INSTRUCTIONS TO FOLLOW
In the listing below, find the line with "Target: parked dark car" and the line with "form [(175, 103)].". Repeat those two lines and all lines between them exactly.

================

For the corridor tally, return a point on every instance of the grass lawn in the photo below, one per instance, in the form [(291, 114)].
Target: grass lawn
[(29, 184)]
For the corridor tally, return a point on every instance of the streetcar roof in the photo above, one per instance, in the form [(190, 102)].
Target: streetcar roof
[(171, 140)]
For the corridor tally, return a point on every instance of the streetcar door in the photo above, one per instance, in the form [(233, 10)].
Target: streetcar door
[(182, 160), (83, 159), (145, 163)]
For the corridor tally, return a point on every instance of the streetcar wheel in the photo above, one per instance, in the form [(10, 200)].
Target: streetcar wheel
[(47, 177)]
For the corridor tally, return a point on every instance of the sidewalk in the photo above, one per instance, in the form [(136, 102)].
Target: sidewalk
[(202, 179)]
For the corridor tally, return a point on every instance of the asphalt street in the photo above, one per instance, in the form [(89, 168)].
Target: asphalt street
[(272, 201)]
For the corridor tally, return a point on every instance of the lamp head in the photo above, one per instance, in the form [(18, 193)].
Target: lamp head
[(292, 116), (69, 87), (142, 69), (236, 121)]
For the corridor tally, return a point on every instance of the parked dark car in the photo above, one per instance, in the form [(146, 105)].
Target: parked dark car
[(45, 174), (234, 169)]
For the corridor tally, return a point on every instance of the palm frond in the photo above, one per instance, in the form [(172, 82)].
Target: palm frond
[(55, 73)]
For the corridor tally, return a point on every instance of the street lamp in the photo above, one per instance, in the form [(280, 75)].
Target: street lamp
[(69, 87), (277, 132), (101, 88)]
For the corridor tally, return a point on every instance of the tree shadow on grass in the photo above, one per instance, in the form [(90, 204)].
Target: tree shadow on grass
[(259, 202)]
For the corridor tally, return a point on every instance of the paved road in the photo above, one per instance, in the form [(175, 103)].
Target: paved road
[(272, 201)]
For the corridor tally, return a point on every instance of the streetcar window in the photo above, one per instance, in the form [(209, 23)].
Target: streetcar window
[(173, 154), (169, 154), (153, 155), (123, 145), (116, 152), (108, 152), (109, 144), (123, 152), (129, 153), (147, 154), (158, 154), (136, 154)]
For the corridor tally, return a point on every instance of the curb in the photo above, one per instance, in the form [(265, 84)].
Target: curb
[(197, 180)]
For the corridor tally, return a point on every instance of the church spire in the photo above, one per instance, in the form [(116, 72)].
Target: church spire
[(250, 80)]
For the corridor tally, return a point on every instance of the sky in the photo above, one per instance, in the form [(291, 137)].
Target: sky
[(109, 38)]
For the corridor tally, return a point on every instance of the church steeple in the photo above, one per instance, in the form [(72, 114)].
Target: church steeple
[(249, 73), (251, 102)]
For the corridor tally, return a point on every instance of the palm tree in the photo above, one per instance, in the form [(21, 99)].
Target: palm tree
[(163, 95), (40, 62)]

================

OUTPUT FOR THIS EXERCISE
Target: parked dark car
[(45, 174), (234, 169)]
For the corridor tally, return a point on every instance of the palm frond in the photo above, one per instance, in the form [(172, 82)].
Target: palm frond
[(55, 73)]
For the corridor tally, return a point on every instance of the street lamp in the photo above, one per instance, in the form [(280, 75)].
Target: street lamp
[(69, 87), (277, 132), (101, 88)]
For the corridor tally, return a point on every instance of the tree shadow on grass in the photo above, one per instance, in the form [(90, 204)].
Target: tree shadow on grass
[(259, 202)]
For the corridor tally, return a point on every instance of the paved road in the photo above, one per instance, in the form [(175, 103)].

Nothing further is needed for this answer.